## RECORDS TO USE
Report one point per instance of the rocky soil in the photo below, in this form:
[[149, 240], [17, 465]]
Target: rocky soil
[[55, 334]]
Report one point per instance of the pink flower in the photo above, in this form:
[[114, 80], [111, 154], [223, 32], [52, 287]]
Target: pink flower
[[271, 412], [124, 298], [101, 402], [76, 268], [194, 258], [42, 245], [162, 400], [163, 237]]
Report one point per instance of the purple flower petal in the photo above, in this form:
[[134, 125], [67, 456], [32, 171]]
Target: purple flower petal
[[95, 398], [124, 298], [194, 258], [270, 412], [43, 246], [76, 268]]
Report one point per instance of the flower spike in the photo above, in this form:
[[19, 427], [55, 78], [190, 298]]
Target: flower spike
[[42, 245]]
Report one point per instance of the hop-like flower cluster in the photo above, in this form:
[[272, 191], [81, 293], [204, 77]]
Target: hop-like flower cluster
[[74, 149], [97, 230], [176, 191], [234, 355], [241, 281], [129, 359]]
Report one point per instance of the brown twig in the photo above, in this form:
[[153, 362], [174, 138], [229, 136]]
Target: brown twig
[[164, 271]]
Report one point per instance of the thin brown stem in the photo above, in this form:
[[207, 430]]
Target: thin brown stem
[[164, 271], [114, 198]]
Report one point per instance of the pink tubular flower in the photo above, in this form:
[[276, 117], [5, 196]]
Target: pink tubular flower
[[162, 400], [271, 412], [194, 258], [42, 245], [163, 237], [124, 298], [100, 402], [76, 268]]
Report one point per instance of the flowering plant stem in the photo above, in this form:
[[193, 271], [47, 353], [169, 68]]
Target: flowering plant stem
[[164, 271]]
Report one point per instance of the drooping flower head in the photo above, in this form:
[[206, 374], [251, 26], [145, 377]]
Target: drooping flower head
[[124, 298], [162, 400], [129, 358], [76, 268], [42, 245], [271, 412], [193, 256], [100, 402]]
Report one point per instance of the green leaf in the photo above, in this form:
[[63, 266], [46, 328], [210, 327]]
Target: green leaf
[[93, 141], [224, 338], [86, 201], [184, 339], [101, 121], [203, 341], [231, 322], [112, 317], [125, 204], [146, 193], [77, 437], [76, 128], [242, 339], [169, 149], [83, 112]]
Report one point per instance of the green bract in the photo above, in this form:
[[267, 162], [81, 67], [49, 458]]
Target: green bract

## ACTIVITY
When you come to the line containing "[[134, 125], [67, 456], [32, 171]]", give it and stop; before that, repeat each line of the material exactly from the first one.

## REPLY
Report one point per instance of the rocky soil in the photo below, in this form:
[[149, 240], [17, 465]]
Target: rocky soil
[[55, 334]]
Report one point per instance of the pink flower in the photo above, in this form:
[[114, 80], [111, 154], [223, 32], [52, 287]]
Target: pink flower
[[271, 412], [124, 298], [101, 402], [76, 268], [194, 258], [42, 245], [162, 400], [163, 237]]
Report one point per instance of the purple flower petal in the photo above, in this form:
[[134, 125], [67, 456], [32, 171]]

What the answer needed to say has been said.